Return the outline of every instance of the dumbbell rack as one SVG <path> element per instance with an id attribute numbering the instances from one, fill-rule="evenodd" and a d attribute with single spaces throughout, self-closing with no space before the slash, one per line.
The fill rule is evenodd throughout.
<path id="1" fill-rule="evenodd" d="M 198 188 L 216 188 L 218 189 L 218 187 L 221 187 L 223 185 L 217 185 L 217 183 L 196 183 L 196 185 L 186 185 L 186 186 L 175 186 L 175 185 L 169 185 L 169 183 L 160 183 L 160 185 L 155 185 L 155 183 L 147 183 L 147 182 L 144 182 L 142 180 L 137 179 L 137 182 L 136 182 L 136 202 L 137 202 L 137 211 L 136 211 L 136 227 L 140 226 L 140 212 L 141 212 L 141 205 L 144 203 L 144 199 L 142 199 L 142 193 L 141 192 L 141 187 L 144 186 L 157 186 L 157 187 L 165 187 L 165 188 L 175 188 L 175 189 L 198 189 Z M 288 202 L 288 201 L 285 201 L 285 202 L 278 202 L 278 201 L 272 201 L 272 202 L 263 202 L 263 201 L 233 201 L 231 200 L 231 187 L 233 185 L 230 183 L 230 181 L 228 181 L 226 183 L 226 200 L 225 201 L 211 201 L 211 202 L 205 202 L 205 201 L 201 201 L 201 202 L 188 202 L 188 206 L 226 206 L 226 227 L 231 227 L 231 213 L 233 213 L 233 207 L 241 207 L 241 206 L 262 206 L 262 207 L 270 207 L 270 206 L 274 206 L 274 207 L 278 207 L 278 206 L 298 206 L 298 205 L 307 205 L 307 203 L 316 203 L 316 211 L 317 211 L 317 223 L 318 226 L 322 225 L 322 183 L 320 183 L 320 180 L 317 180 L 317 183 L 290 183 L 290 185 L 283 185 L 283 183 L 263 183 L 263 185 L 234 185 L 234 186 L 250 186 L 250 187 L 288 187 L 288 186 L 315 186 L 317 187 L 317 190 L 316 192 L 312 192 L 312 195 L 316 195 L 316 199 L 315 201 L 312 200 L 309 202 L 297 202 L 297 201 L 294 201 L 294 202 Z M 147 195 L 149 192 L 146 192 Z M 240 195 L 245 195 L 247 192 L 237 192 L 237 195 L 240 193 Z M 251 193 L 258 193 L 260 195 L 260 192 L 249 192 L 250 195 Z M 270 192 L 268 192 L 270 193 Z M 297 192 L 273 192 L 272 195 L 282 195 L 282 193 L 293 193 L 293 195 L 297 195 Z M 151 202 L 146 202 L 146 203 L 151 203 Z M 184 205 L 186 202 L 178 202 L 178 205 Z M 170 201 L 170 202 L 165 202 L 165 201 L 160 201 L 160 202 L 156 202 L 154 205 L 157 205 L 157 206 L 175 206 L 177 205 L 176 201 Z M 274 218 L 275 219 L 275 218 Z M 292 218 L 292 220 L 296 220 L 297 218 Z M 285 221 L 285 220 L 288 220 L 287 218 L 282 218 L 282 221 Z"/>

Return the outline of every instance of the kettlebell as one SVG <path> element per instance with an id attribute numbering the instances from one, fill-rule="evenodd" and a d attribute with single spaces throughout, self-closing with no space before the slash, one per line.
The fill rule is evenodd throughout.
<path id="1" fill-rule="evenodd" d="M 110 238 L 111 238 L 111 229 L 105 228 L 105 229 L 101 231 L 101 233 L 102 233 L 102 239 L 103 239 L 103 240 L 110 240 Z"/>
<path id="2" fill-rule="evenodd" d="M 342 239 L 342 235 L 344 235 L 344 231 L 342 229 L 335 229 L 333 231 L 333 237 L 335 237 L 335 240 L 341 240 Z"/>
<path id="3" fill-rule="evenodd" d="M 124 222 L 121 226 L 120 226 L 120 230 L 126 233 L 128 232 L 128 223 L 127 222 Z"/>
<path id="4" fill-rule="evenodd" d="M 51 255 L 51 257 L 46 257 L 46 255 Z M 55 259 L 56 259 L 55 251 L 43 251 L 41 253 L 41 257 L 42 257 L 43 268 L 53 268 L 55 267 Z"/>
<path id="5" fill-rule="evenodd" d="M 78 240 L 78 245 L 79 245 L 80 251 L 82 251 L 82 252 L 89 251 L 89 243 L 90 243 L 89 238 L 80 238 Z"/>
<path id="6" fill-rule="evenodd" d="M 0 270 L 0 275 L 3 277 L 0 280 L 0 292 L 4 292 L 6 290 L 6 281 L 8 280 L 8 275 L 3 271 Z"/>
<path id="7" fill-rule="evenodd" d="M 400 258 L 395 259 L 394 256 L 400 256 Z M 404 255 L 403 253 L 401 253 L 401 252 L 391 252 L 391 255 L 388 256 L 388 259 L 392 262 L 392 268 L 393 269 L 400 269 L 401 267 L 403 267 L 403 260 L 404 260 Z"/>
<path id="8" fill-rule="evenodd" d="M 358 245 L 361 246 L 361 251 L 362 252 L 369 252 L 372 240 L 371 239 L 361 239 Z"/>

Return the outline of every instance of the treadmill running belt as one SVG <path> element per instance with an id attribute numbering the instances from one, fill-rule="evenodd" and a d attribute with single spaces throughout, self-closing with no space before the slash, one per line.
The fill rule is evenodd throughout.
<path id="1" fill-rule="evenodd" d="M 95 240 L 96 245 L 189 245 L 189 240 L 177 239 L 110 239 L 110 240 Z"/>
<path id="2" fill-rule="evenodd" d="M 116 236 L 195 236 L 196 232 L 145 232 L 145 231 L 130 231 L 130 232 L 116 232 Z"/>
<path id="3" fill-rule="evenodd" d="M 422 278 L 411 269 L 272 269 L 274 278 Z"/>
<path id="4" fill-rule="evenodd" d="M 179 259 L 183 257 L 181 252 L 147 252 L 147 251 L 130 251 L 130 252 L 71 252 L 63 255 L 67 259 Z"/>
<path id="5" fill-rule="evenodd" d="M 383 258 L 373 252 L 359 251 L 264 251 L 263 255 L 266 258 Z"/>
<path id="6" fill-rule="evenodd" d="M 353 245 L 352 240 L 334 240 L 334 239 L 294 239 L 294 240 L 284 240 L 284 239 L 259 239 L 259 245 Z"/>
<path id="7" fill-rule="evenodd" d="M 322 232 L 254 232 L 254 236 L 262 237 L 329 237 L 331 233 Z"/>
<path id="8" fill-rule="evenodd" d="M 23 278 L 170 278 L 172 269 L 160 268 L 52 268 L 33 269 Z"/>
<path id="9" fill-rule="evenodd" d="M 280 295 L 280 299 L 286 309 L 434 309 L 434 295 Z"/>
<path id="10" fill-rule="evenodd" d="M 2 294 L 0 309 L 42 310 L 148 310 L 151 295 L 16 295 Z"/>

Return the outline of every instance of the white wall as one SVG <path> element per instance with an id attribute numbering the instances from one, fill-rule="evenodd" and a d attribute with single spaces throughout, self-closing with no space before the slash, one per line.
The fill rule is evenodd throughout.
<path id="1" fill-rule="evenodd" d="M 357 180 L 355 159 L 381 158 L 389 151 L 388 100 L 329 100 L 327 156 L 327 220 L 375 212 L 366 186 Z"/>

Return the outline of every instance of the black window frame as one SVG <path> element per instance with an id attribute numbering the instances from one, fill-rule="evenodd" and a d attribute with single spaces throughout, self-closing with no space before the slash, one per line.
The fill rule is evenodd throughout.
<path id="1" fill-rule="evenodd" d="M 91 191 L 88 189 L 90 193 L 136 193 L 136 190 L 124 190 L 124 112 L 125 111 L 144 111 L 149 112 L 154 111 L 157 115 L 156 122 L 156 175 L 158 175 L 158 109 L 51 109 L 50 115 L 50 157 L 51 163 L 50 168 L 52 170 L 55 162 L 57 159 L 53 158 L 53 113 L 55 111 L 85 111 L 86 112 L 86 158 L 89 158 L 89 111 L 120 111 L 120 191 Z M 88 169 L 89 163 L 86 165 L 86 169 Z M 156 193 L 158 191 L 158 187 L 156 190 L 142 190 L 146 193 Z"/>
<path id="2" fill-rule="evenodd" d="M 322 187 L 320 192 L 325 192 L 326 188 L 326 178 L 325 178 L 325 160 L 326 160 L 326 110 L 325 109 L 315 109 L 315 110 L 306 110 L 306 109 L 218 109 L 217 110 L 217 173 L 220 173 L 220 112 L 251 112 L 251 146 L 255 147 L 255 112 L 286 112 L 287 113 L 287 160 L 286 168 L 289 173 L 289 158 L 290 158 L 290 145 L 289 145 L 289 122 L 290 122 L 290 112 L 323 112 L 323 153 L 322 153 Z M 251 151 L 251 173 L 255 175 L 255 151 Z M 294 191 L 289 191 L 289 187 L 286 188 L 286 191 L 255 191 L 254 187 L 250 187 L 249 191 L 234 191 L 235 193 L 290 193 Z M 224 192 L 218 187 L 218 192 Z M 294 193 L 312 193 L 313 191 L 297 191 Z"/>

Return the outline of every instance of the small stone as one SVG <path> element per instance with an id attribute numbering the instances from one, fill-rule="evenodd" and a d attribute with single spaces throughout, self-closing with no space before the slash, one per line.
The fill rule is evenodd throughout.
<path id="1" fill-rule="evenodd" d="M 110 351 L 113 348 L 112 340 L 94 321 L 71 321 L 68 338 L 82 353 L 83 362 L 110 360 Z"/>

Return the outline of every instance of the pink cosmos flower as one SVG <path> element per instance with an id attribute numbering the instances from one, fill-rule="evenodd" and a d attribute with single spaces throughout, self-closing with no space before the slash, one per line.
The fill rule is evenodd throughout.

Set task:
Give the records beginning at the line that contains "Return the outline of every instance of the small" and ending after the line that contains "110 351 L 113" as a two-column CSV with the header input,output. Each row should hold one record's text and its answer, each in a single quoted field with line breaks replaced by spaces.

Response below:
input,output
"Return the outline of every instance of the small stone as one SVG <path> element per instance with an id attribute numbering the instances from one, fill-rule=""evenodd"" and a d attribute with single spaces throughout, self-closing with no space before the slash, one per line. The fill rule is evenodd throughout.","<path id=""1"" fill-rule=""evenodd"" d=""M 110 351 L 113 348 L 112 340 L 94 321 L 71 321 L 68 338 L 82 353 L 83 362 L 110 360 Z""/>"